* _Working data_
:::

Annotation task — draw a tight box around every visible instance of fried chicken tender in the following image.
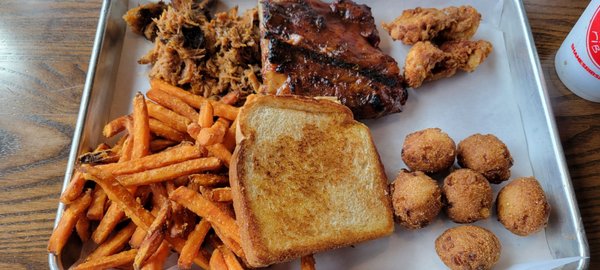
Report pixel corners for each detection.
[440,40,493,72]
[439,6,481,41]
[382,8,450,45]
[404,40,492,88]
[382,6,481,45]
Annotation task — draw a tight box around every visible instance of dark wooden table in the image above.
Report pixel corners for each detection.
[0,0,597,268]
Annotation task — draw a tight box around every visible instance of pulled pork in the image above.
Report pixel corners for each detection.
[127,1,262,101]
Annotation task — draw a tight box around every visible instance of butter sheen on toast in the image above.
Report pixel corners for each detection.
[230,94,394,267]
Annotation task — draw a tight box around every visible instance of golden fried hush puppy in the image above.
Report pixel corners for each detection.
[457,134,513,184]
[497,177,551,236]
[402,128,456,174]
[443,169,492,223]
[435,225,501,270]
[390,170,442,229]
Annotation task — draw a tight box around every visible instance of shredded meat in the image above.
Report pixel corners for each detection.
[127,1,262,102]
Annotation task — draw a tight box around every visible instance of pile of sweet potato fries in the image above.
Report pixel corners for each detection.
[47,79,263,270]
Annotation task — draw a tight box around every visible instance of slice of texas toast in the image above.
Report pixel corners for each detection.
[230,94,394,267]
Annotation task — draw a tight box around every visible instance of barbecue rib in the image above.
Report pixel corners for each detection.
[259,0,408,119]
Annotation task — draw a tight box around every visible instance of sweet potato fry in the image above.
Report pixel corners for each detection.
[198,101,214,128]
[202,187,233,202]
[301,254,317,270]
[150,139,178,153]
[178,219,212,270]
[112,134,128,154]
[132,92,152,158]
[87,185,108,220]
[88,222,137,259]
[147,89,199,122]
[60,171,86,204]
[209,248,228,270]
[206,143,232,167]
[73,248,138,270]
[130,204,161,249]
[134,201,170,270]
[188,174,229,187]
[212,223,245,260]
[103,115,129,138]
[140,241,170,270]
[220,91,240,105]
[100,143,202,176]
[118,157,222,186]
[80,165,210,269]
[199,118,229,146]
[119,128,134,163]
[223,123,236,152]
[169,187,241,244]
[48,189,92,254]
[146,100,191,133]
[130,227,147,249]
[75,216,90,242]
[92,204,127,244]
[187,122,202,138]
[150,79,239,120]
[219,245,244,270]
[149,118,189,142]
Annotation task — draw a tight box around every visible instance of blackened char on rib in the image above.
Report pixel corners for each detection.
[260,0,407,119]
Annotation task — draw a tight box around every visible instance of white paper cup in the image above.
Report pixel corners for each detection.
[555,0,600,102]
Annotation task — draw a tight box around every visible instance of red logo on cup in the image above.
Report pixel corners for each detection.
[587,6,600,69]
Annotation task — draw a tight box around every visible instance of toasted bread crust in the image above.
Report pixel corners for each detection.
[230,94,393,267]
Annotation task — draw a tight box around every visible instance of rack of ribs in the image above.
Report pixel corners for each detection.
[259,0,408,119]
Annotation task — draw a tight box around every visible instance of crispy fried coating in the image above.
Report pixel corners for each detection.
[390,170,442,229]
[497,177,550,236]
[443,169,492,223]
[403,40,493,88]
[382,8,450,45]
[402,128,456,174]
[403,41,448,89]
[439,6,481,41]
[435,225,501,270]
[382,6,481,45]
[440,40,493,72]
[457,134,513,184]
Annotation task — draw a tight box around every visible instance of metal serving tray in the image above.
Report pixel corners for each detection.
[50,0,589,269]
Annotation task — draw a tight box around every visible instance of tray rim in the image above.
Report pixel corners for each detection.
[48,0,113,269]
[48,0,590,269]
[511,0,589,266]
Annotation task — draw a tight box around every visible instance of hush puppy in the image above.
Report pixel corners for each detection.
[402,128,456,174]
[497,177,550,236]
[390,170,442,229]
[435,225,501,270]
[443,169,493,223]
[457,134,513,184]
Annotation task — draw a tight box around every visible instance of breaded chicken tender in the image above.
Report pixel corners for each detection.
[402,128,456,174]
[457,134,513,184]
[382,8,450,45]
[440,40,493,72]
[439,6,481,41]
[390,170,442,229]
[435,225,501,270]
[382,6,481,45]
[404,40,493,88]
[443,169,492,223]
[497,177,550,236]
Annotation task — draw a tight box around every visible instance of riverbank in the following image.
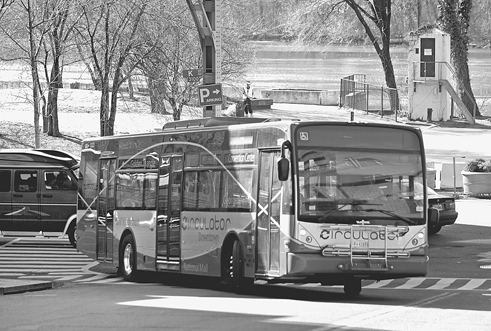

:::

* _Task statement_
Copy each line of the data that includes the word "tender".

* _Expected answer_
Annotation task — draw a tight box around every visible instance of fried chicken tender in the following image.
Annotation task — draw a tight box around every visible instance of breaded chicken tender in the image above.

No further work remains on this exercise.